Shape boundary entries:
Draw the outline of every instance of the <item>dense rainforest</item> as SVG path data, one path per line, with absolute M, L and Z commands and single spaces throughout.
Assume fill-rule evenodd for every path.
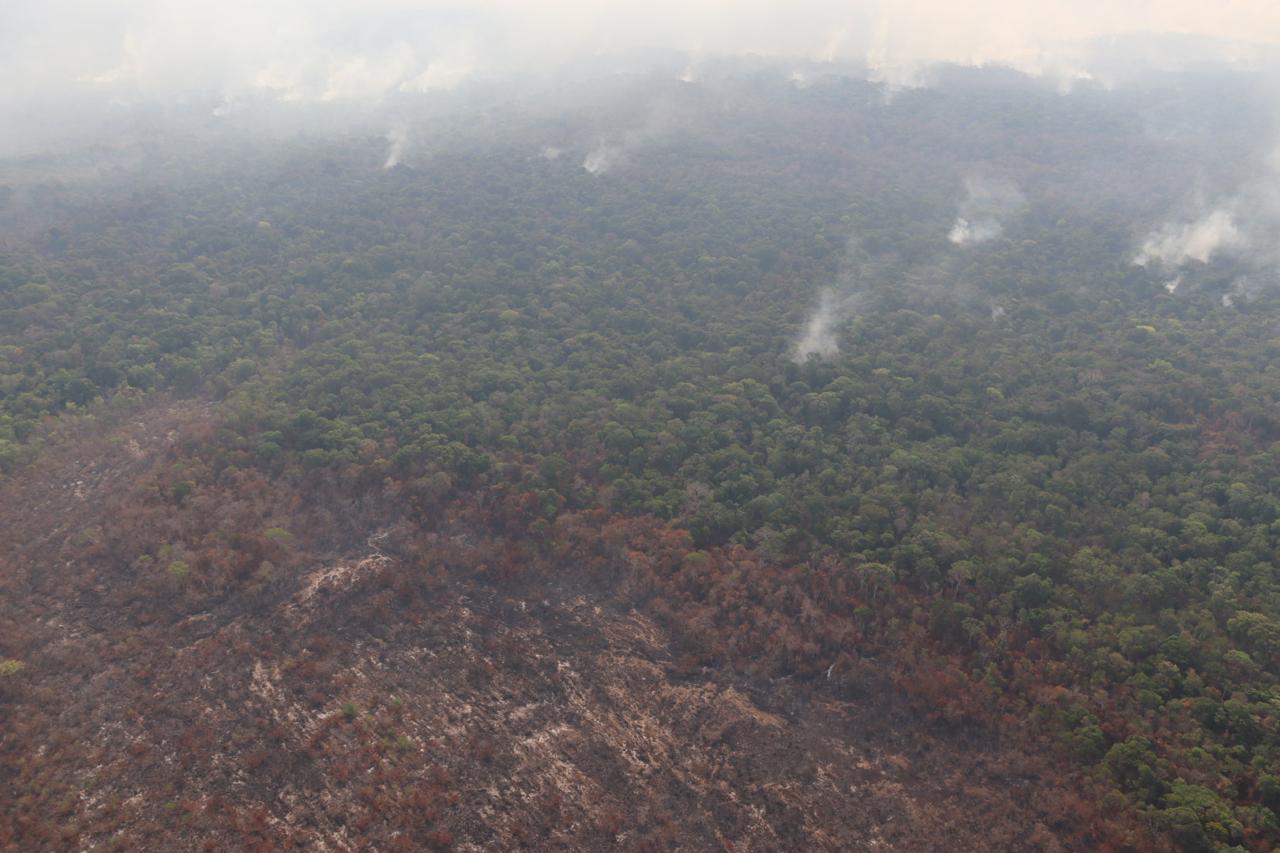
M 759 826 L 695 829 L 678 793 L 632 811 L 622 783 L 589 818 L 561 790 L 489 835 L 467 792 L 498 783 L 471 765 L 502 779 L 515 747 L 407 733 L 428 699 L 370 698 L 338 662 L 387 660 L 411 629 L 449 648 L 507 607 L 457 686 L 424 693 L 521 666 L 568 689 L 516 626 L 573 597 L 663 631 L 663 678 L 731 679 L 756 715 L 867 708 L 870 730 L 893 708 L 952 763 L 1000 744 L 1023 768 L 1006 797 L 1034 789 L 1038 811 L 946 783 L 974 849 L 1280 844 L 1280 300 L 1231 298 L 1233 261 L 1176 287 L 1133 263 L 1188 175 L 1239 179 L 1268 128 L 1212 81 L 620 87 L 627 110 L 419 128 L 390 168 L 372 133 L 195 131 L 92 179 L 10 164 L 0 845 L 219 849 L 234 827 L 269 849 L 342 827 L 378 849 L 756 849 Z M 585 169 L 600 145 L 613 165 Z M 965 179 L 992 174 L 1018 210 L 948 241 Z M 824 292 L 837 346 L 800 357 Z M 339 558 L 355 580 L 316 576 Z M 329 615 L 246 628 L 298 602 Z M 196 651 L 163 666 L 169 647 Z M 320 721 L 305 748 L 198 688 L 238 667 L 279 689 L 273 653 Z M 192 793 L 227 756 L 225 789 Z M 321 765 L 358 797 L 288 820 L 303 807 L 280 792 Z M 150 781 L 110 793 L 122 776 Z M 780 802 L 756 802 L 759 849 L 869 838 Z

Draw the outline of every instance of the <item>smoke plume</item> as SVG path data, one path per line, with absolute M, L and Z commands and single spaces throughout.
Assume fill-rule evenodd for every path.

(WORK REQUIRED) Reproduce verbatim the lines from the one containing "Draw the outline of every instance of the <item>smoke" through the end of the entries, including both endpoints.

(COMPLETE RESPONSE)
Draw the outline of every instance of the <item>smoke plume</item> as SVG path data, one path per line, with absolute M, L and Z commands and single spaces throughout.
Assume fill-rule evenodd for every path.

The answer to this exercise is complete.